(Referring expression pointing data)
-- Opening Marker --

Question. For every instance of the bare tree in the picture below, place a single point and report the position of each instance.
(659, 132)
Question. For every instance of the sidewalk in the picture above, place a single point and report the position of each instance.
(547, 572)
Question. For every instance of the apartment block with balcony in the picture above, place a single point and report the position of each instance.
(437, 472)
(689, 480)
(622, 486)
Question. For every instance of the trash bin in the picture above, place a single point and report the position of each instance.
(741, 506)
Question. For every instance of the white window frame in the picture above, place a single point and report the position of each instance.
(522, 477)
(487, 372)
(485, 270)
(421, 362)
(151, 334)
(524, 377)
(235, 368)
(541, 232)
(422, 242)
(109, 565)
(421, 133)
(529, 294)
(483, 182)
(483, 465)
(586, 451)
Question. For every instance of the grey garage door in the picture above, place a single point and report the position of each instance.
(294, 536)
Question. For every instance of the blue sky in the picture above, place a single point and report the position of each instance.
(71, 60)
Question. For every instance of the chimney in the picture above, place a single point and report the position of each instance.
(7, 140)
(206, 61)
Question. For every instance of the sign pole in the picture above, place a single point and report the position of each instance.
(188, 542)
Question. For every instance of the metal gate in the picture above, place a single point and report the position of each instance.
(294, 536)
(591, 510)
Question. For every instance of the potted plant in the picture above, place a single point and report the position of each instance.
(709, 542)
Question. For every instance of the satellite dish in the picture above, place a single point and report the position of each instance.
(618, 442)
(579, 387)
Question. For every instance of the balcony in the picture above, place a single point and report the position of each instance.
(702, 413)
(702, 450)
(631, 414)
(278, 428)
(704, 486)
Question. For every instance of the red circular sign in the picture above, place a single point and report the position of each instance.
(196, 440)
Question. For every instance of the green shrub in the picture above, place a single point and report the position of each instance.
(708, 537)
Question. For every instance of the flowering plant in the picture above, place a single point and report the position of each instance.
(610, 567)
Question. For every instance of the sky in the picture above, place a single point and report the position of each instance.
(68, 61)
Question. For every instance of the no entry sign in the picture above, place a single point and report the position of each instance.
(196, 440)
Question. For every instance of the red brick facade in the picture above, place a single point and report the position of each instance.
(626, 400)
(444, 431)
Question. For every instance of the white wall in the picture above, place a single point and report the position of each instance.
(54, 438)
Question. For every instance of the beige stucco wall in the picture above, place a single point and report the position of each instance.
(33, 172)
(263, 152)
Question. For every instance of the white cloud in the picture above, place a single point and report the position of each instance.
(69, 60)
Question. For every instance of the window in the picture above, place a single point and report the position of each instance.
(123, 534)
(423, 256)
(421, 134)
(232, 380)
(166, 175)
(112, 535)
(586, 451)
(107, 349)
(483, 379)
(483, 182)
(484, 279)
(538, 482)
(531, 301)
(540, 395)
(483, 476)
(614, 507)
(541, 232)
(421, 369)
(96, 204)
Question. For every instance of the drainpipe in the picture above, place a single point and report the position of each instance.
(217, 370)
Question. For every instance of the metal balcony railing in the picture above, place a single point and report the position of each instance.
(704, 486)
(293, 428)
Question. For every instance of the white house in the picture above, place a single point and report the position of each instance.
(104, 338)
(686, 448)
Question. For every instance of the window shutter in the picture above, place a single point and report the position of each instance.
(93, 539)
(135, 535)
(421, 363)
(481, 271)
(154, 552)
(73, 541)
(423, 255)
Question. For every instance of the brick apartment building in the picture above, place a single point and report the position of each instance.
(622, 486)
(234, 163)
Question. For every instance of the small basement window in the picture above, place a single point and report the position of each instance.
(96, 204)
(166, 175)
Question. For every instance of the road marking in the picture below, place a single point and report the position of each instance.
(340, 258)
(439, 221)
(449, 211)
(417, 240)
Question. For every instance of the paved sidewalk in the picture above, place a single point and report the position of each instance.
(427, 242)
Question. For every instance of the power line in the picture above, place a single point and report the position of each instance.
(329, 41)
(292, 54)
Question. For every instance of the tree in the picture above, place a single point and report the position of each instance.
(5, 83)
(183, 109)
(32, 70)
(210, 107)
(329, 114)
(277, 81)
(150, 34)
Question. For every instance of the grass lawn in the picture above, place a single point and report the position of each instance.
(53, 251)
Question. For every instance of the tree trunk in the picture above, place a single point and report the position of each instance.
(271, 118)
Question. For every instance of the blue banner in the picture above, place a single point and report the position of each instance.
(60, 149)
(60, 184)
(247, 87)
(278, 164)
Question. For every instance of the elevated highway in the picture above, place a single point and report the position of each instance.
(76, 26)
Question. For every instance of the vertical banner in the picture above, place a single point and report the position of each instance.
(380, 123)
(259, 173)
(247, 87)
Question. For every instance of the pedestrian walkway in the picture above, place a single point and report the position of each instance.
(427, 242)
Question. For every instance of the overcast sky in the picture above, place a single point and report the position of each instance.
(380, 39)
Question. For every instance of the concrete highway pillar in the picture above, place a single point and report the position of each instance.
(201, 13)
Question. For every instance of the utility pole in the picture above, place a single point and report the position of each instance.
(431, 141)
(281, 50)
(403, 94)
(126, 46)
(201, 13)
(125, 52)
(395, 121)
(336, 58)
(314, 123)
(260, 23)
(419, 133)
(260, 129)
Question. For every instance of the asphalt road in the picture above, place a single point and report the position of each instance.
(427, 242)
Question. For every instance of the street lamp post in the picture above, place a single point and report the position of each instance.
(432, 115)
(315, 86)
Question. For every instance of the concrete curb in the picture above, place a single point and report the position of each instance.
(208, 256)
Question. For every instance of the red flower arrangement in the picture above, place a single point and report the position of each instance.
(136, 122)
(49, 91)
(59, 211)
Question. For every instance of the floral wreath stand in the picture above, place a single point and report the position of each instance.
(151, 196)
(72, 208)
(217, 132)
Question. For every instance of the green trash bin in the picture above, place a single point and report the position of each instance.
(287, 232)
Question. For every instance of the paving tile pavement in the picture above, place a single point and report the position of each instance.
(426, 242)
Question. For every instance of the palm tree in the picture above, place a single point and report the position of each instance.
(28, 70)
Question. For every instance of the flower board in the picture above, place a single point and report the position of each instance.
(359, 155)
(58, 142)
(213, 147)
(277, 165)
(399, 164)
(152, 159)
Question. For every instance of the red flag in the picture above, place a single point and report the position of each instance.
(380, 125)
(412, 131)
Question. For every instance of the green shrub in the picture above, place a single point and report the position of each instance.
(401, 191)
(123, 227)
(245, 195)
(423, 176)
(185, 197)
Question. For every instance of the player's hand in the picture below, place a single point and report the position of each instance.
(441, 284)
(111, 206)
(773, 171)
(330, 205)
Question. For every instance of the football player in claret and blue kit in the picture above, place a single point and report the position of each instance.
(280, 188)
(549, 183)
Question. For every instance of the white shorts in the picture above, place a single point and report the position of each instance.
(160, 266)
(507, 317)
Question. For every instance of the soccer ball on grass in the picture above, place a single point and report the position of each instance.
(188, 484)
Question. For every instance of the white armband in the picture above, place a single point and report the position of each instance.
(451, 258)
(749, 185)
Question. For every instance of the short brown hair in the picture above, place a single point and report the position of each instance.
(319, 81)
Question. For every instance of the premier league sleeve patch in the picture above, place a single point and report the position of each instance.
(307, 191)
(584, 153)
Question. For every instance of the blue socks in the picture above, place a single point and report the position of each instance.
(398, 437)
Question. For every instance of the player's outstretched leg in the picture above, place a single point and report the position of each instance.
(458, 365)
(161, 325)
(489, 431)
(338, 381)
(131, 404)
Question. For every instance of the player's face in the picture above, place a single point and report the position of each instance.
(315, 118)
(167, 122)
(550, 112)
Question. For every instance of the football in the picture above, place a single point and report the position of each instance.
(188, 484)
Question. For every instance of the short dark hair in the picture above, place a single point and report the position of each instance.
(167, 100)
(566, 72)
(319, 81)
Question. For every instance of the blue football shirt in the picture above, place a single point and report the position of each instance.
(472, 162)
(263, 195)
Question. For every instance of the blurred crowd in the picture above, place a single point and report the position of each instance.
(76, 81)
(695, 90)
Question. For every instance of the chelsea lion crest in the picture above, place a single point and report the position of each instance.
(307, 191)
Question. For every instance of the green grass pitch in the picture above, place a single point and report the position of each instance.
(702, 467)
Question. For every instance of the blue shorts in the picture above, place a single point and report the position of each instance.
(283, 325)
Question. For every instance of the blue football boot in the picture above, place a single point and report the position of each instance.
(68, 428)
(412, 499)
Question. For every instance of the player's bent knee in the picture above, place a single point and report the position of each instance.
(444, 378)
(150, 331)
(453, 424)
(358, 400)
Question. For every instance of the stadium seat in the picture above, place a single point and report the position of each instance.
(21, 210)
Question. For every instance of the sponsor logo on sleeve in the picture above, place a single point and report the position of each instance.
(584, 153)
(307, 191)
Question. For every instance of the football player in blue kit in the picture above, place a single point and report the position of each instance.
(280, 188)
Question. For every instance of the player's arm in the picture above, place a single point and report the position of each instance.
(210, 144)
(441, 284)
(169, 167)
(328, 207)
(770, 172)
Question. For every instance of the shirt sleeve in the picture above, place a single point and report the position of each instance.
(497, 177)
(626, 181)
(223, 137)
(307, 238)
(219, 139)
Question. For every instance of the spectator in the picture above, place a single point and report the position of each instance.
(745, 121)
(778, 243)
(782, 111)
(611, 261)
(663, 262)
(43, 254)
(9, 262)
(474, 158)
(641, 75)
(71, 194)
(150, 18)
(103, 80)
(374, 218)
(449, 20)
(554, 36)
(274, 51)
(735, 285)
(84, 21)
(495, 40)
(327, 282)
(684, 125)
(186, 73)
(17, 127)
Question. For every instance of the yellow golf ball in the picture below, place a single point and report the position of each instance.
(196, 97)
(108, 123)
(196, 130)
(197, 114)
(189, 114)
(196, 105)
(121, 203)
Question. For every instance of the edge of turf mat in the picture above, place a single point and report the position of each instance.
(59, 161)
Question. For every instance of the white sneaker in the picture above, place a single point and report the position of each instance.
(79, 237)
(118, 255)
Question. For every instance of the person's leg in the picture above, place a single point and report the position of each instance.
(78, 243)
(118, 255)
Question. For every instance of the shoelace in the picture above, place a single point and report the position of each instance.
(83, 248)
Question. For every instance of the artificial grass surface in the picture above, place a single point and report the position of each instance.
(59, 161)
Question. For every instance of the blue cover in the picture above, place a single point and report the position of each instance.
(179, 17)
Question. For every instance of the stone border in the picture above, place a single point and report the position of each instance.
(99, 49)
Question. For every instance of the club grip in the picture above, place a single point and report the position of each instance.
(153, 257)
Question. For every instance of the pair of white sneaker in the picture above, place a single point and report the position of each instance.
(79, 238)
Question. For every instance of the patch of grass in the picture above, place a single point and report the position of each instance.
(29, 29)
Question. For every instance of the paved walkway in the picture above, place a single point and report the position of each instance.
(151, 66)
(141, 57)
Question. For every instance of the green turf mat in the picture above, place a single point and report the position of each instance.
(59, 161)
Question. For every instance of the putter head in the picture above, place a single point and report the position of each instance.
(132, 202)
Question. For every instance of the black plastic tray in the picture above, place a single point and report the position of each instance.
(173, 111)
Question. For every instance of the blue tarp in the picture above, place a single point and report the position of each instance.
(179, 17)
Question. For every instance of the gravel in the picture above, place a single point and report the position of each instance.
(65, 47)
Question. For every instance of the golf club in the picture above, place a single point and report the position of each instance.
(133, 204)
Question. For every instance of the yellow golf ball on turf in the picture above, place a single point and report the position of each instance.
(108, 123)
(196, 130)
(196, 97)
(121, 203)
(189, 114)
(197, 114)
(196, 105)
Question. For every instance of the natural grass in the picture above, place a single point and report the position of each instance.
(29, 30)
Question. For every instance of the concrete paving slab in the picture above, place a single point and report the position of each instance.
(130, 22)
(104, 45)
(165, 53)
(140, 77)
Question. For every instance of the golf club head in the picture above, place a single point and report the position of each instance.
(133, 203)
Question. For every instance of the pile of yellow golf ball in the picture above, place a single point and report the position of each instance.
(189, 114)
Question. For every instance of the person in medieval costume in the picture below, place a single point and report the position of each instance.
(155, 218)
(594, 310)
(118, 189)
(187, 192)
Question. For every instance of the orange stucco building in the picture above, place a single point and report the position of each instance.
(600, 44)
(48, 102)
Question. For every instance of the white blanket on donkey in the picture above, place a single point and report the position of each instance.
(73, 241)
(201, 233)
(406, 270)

-- Closing Marker --

Task:
Please return only the lines from the one that contains "Question. For every instance of the orange" through the final line of the entries, each exactly as written.

Result of this task:
Question. For every instance of the orange stucco building in the picture above, place a single point and report the position of each instance.
(600, 44)
(48, 102)
Question. For every instance of the white blanket on donkey in the picture above, place a single point and report the position of each instance.
(73, 241)
(201, 233)
(406, 270)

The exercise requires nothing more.